**给定题目 1:** 列出下方记录中所有含有字符串“ceiling”的行,大小写须一致。

**文档片段:**
►

$KCODE = "e"
require "watir"
$path = "http://www.baidu.com/"
$ary = Array.new
file = File.open("D:/20130409-专家信息系统-资源采集/专家清单.txt","r")
array = file.readlines
$fw = File.new("D:/专家清单-续断.txt","a")
for n in 0...array.size
$ary.push(array[n].gsub(/<#>|\n/," ").strip)
end
#~ #打开ie
def ie_open
$ie = Watir::IE.new
$ie.goto($path)
end
#~ #从第id次开始采集专家信息
def ie_write(id)
for j in id.to_i...$ary.size
$ie.text_field(:name,"wd").set $ary[j]
$ie.button(:id,"su").click
i = $ie.tables.to_a.size-2
$fw.puts $ary[j]
$fw.puts "----------------------------------"
for n in 1..i
if n <= 2
table = $ie.table(:id,"#{n}") ##和table = $ie.tables[i]相同
#~ table = $ie.tables[n]
array = table[1][1].text.split(/\r\n/)
title = array[0]
abs = ""
for m in 1...array.size-1
abs = abs+array[m]
end
ary = array[array.size-1].to_s.split(/\s/)
url = ary[0]
date = ary.to_s.scan(/\d{4}-\d{1,2}-\d{1,2}/).to_s
$fw.puts "[title]"+title
$fw.puts "[abs]"+abs
$fw.puts "[url]"+url
$fw.puts "[date]#{date}"
$fw.puts "===================================="
end
end
$note_file.puts j.to_s
end
end
#~ #初始化采集
def start
ie_open
$fw = File.new("D:/专家清单-续断.txt","a")
$note_file = File.new("日志文件.txt","a")
arr = File.new("日志文件.txt").readlines.pop.to_s.scan(/\d{1,}/)
if arr==[]
arr[0] = 0
else
arr[0]=arr[0].to_i+1
end
ie_write(arr[0])
end
#~ # 自动重新启动
while true
$a_run = true
a = Thread.new do
begin
start
rescue
puts "=====重新启动====="
puts Time.now
$a_run = false
$fw.close
$note_file.close
$ie.close #关闭所有的IE窗口
puts "已经关闭全部IE进程!等待重新启动···"
end
#~ puts "======="
#~ puts Time.now
end
while true
abc = 1
break if $a_run == false
sleep(3)
abc = abc +1
break if abc > 10
end
sleep(10)
end
要求:
1.利用ruby+watir进行互联网海量资源采集;
2.模拟人工方式,动态输入关键字在百度中搜索相关文档内容;
3.解析网页内容并抽取相关信息,采集样例:
扩展:
程序实现断点续传问题(提示:添加日志文件,纪录断点的位置,利用线程自动重启网页)

◄

**给定题目 2:** 上面这段采集程序的扩展要求中,提示用什么来记录断点的位置?

**数据行:**
►

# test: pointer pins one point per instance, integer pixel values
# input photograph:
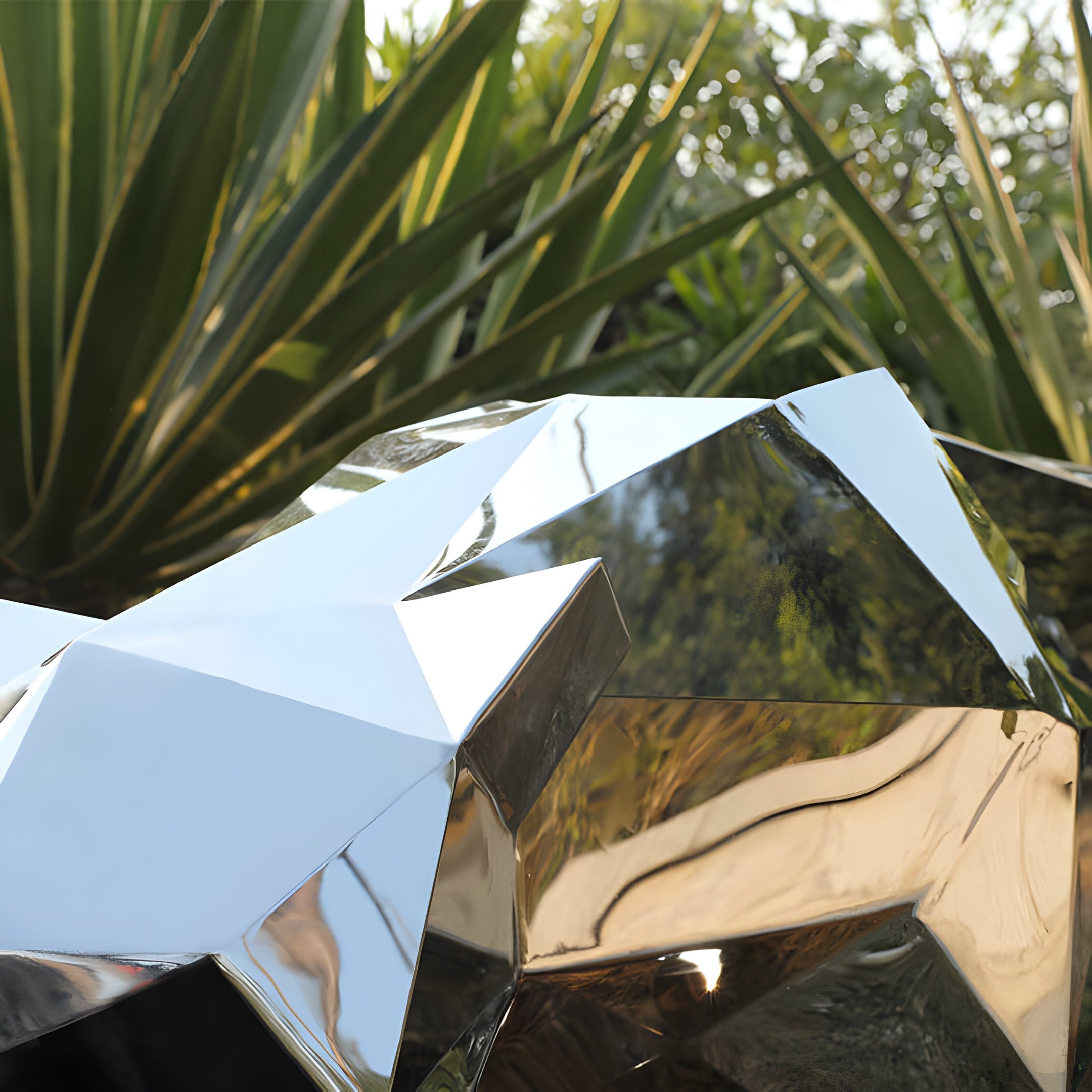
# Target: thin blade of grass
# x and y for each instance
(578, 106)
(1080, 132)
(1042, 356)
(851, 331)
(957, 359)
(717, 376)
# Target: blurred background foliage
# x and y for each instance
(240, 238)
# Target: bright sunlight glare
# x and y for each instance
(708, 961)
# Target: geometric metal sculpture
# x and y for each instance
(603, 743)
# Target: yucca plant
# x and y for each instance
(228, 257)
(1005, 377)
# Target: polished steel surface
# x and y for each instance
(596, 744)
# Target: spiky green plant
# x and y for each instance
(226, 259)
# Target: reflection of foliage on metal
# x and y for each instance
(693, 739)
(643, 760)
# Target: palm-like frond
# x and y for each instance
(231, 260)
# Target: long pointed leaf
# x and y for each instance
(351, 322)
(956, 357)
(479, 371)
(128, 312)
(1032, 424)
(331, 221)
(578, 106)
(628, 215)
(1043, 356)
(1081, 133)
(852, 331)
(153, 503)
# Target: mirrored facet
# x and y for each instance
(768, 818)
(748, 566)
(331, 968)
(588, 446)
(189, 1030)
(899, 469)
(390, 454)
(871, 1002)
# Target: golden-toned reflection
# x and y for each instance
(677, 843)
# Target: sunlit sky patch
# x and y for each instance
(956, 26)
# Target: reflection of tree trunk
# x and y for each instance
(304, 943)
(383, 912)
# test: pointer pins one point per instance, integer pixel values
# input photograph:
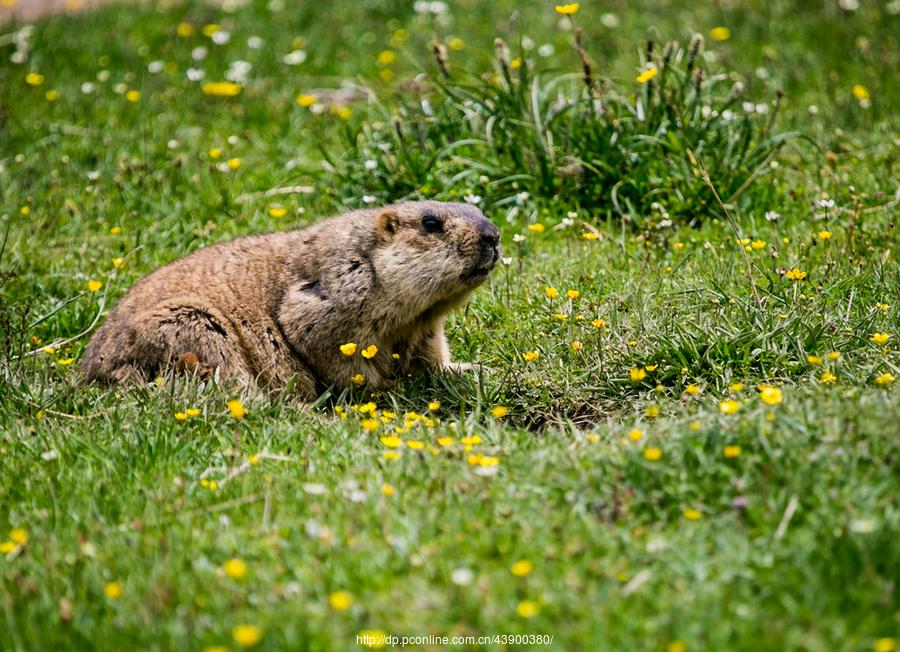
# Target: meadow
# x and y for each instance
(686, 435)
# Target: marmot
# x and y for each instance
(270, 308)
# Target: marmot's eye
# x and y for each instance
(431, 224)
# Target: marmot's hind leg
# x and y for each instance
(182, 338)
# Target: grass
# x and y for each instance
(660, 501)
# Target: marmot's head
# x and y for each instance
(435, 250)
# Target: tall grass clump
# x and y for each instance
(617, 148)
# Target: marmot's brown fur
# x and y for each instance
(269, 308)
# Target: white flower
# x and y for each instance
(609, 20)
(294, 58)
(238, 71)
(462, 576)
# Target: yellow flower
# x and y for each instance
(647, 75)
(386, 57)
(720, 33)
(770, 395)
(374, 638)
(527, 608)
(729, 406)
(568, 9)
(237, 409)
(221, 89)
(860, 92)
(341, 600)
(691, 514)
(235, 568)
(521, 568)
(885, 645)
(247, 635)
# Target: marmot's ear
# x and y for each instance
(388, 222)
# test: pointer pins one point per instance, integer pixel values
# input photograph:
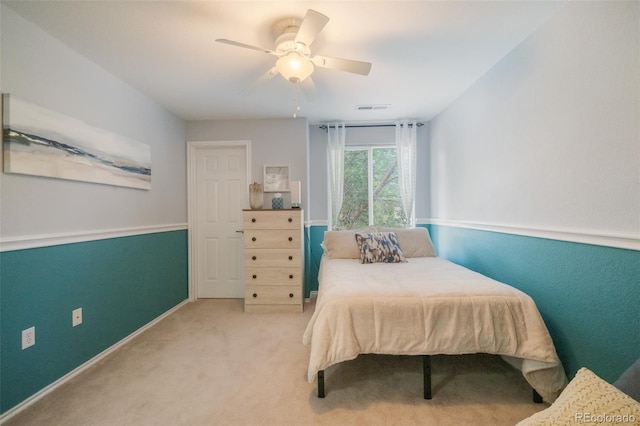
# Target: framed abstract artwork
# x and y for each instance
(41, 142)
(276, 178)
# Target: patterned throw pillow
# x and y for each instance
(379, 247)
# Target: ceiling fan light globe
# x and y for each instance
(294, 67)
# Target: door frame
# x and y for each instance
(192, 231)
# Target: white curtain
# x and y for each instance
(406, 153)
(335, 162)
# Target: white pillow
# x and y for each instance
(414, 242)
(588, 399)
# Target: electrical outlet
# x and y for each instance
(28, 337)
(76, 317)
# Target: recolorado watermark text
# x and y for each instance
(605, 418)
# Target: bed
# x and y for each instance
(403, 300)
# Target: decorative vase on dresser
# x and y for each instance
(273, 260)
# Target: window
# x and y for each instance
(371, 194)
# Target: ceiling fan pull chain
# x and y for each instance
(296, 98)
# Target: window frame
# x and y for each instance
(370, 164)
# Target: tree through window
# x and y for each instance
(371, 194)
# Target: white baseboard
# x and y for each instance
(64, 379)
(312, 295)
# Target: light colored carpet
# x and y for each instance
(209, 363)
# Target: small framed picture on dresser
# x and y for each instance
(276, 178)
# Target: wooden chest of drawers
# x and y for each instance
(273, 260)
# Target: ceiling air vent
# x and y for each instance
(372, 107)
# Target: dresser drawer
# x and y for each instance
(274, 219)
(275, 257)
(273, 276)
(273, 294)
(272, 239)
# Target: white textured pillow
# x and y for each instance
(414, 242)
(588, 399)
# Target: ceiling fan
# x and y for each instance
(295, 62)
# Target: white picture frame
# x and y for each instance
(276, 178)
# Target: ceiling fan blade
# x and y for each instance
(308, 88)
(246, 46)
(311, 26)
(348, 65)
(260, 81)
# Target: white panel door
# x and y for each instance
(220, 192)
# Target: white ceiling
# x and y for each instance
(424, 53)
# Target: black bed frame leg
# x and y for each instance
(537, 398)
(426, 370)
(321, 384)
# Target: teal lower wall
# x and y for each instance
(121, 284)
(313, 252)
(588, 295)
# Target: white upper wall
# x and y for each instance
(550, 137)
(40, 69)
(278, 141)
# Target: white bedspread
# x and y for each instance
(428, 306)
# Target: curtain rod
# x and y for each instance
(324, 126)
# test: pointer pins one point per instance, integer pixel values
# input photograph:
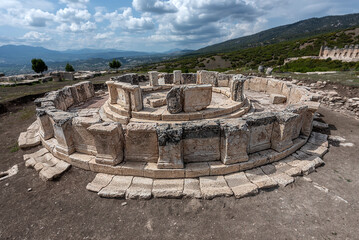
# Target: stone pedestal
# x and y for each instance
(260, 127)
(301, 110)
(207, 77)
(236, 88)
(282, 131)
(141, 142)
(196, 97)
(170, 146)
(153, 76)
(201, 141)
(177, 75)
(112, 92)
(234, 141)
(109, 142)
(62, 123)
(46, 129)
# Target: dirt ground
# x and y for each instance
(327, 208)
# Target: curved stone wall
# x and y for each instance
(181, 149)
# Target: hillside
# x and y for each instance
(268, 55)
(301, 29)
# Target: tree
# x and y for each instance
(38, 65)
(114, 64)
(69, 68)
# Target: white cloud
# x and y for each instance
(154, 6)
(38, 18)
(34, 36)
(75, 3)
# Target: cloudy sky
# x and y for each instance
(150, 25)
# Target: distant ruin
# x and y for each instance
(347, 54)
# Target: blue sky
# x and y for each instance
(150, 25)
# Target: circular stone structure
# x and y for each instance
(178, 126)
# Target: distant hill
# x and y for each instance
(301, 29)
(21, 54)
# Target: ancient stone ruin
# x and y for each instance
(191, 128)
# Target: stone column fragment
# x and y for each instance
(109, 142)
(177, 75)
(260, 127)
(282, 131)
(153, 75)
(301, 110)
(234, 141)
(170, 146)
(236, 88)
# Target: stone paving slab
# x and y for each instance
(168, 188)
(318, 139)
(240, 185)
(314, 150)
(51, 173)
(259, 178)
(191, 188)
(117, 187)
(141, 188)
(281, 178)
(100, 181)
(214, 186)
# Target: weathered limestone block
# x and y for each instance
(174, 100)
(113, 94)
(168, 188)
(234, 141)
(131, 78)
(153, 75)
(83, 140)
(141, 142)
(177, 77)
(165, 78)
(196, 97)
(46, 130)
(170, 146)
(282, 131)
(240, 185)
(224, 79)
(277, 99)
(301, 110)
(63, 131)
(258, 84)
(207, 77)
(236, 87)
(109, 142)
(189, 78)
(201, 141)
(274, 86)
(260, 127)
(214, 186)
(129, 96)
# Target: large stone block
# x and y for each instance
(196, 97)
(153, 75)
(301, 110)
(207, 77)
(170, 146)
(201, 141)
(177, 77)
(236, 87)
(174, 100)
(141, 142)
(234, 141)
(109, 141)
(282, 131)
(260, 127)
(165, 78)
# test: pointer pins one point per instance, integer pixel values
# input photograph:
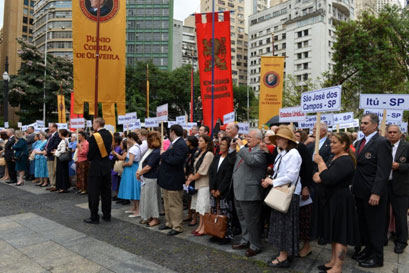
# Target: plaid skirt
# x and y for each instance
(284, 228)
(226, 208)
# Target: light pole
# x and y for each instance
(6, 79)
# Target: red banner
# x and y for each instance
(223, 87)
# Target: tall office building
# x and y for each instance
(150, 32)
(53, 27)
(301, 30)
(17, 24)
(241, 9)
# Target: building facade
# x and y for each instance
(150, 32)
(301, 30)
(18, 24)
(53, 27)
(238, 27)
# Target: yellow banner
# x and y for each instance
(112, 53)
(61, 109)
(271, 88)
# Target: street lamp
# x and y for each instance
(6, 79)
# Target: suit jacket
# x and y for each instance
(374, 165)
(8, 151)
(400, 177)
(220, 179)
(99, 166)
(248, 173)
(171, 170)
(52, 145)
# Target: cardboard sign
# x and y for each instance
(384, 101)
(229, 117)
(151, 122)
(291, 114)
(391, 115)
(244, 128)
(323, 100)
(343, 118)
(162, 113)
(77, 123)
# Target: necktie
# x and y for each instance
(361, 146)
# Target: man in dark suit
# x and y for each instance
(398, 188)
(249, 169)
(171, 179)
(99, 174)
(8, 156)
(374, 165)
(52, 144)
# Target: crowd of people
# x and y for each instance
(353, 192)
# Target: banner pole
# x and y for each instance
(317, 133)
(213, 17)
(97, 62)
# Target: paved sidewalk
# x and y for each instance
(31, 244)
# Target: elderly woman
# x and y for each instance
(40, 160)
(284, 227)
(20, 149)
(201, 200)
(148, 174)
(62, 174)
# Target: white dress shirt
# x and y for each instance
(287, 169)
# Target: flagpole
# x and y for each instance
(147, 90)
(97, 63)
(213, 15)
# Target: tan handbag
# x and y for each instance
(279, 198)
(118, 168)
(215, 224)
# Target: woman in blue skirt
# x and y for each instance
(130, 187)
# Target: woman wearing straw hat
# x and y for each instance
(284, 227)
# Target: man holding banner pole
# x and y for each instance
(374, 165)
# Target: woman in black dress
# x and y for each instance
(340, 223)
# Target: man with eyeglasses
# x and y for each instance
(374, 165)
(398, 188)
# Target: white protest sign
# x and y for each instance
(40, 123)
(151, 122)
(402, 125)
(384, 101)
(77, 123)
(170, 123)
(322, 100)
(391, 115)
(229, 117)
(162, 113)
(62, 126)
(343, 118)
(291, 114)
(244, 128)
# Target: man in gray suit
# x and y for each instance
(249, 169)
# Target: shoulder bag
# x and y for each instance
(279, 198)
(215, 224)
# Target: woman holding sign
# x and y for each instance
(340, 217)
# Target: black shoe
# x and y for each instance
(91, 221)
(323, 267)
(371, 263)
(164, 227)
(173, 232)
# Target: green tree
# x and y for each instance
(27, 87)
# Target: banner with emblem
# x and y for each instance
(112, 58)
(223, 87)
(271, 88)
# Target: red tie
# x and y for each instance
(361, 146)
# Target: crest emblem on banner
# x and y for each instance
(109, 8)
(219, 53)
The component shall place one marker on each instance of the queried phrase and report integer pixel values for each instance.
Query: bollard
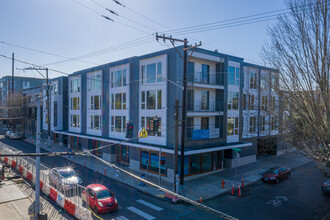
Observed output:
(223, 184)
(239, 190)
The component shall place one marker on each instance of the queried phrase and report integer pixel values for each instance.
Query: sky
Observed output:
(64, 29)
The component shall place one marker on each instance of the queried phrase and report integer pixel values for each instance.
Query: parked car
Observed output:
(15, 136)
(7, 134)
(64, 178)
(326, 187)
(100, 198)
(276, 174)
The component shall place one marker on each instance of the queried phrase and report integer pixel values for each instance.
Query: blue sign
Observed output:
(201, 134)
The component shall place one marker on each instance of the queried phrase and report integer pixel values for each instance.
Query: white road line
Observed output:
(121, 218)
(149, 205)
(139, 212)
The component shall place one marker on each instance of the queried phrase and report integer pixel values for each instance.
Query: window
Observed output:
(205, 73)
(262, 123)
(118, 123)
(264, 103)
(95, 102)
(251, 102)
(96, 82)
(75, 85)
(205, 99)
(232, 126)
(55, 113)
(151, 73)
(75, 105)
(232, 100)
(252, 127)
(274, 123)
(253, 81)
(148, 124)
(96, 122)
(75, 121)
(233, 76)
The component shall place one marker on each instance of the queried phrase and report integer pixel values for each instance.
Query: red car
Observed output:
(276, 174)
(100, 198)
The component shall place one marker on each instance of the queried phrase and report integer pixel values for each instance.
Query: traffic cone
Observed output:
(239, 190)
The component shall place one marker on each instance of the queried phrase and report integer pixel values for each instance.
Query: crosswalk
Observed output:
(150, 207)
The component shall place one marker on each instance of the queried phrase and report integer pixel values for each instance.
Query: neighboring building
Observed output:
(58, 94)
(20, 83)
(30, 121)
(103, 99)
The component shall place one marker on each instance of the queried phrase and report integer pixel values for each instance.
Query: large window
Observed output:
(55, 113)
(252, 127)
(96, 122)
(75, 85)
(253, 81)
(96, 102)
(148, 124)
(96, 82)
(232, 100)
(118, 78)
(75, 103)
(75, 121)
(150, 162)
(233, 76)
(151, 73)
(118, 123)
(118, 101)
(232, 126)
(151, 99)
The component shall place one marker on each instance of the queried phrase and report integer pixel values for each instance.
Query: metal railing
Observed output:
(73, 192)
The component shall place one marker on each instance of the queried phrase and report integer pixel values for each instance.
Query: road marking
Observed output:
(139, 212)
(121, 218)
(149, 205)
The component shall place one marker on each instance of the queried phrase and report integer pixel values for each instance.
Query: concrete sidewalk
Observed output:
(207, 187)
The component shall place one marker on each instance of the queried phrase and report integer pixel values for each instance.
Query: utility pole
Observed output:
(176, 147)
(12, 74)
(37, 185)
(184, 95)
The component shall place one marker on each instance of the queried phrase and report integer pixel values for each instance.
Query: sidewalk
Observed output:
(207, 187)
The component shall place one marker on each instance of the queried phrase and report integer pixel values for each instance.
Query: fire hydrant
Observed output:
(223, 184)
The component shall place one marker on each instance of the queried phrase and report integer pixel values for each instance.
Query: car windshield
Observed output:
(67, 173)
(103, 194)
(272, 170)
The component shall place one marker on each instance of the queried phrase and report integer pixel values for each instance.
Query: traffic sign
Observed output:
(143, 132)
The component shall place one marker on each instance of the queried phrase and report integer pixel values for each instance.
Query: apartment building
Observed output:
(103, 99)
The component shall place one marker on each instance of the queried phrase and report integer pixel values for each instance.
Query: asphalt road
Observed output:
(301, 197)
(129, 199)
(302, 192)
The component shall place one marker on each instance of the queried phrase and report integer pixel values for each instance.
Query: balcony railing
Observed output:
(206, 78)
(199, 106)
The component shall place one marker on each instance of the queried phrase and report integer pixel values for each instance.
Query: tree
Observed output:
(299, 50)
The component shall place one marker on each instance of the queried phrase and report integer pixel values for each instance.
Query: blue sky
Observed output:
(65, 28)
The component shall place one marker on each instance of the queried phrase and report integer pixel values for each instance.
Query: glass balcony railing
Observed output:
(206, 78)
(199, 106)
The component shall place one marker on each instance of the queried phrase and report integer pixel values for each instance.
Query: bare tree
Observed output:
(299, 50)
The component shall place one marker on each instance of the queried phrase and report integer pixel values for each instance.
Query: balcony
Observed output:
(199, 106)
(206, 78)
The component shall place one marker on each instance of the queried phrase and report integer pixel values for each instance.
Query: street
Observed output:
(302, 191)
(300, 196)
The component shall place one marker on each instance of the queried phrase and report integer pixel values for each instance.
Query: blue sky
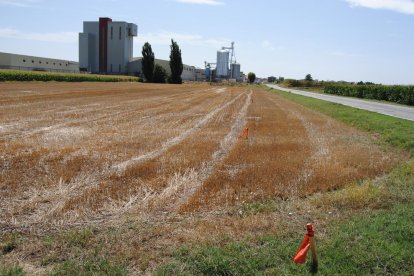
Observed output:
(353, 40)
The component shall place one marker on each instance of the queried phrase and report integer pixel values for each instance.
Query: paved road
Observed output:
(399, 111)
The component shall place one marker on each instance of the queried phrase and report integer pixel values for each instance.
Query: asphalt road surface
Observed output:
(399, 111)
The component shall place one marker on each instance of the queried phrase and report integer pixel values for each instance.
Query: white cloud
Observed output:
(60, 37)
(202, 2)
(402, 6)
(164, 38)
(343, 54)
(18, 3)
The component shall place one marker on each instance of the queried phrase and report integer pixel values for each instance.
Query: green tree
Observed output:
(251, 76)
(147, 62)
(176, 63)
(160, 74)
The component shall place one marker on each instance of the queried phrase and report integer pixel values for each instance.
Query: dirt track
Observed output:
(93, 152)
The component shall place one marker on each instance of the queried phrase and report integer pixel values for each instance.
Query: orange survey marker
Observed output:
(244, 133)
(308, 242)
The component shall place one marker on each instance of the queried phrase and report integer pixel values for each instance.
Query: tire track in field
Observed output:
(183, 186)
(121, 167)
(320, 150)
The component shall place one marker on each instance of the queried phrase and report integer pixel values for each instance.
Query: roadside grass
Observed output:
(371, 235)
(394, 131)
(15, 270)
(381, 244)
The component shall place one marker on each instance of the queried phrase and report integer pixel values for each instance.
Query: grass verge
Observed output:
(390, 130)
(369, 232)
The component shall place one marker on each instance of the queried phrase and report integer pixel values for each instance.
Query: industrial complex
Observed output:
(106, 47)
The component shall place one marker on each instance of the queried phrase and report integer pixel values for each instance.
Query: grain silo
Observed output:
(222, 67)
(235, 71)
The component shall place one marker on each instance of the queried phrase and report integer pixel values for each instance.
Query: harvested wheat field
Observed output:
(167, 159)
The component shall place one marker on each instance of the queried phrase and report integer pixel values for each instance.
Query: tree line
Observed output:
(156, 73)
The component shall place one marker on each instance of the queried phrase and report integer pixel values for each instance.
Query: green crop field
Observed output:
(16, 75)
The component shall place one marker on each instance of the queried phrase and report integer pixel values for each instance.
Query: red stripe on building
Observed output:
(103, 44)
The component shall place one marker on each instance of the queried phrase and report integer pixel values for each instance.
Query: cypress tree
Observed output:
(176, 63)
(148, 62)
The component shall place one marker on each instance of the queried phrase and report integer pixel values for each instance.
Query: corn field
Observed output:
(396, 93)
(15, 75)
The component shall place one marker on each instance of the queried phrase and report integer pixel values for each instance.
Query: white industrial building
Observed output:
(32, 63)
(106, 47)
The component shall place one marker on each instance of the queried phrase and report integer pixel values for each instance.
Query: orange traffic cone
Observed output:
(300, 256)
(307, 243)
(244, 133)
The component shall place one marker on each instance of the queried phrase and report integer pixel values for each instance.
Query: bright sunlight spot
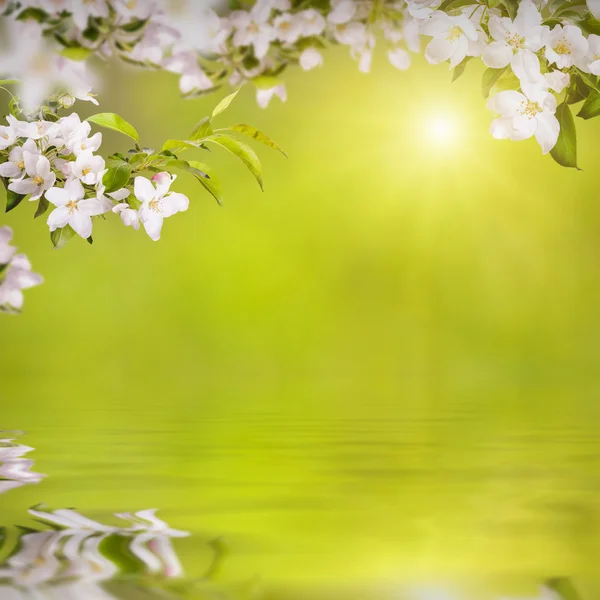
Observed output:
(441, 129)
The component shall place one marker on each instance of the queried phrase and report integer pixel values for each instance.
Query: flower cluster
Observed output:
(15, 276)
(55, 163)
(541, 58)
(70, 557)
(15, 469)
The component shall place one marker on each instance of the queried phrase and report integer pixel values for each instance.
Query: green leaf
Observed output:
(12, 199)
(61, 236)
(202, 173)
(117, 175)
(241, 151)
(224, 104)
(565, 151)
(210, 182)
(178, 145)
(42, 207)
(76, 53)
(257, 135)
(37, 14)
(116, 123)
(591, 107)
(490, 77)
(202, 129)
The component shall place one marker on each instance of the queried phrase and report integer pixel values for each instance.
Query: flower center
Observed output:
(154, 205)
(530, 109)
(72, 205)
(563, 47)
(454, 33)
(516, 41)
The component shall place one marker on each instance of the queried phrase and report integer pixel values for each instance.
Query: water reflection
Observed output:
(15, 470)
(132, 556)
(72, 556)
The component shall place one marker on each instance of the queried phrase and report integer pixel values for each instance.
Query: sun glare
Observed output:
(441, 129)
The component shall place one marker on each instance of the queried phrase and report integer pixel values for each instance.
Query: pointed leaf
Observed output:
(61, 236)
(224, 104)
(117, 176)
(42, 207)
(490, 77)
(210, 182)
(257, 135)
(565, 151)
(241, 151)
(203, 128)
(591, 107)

◄

**完整回答 1:**
# Target: ceiling fan light globe
# Target: ceiling fan pull chain
# Target: ceiling air vent
# Target: ceiling fan
# Target: ceiling fan blade
# Target: white ceiling

**完整回答 2:** 添加日志文件来记录断点的位置。